▼▼▼

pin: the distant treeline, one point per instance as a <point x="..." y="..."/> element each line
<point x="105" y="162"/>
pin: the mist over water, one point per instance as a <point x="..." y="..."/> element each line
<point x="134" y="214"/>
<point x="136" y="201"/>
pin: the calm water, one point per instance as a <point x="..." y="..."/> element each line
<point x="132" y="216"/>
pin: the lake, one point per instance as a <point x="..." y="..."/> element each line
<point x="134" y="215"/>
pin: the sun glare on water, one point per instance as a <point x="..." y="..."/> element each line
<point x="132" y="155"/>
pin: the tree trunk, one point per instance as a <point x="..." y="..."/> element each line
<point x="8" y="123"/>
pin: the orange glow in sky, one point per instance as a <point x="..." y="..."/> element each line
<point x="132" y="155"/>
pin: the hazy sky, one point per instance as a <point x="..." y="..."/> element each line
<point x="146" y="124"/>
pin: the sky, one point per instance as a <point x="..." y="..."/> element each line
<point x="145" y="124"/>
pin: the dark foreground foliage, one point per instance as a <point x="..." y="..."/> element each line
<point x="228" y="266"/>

▲▲▲

WHAT TO DO ->
Starting with the line that contains "pin: the lake, one" and going on through the end of the listing above, please scale every point coordinate in the answers by 1.6, rounding to whole numbers with halves going up. Write out only those lines again, requests included and left unchanged.

FINISHED ANSWER ->
pin: the lake, one point per instance as a <point x="..." y="..."/> element each line
<point x="214" y="344"/>
pin: the sun glare on water, one point per instance as a <point x="..." y="..."/> element each line
<point x="211" y="248"/>
pin: the tree trunk, one point per instance as a <point x="..." y="..."/> element each line
<point x="13" y="197"/>
pin: the orange glow in sky, one point per instance as a <point x="..." y="..."/> element each line
<point x="211" y="248"/>
pin: the hazy sky, one point per instance as a <point x="..." y="..."/> element each line
<point x="234" y="198"/>
pin: the sky, one point per instance as a <point x="..." y="..."/> element each line
<point x="232" y="198"/>
pin: the dark foreground foliage, one point per instance as a <point x="..." y="..."/> element each line
<point x="365" y="426"/>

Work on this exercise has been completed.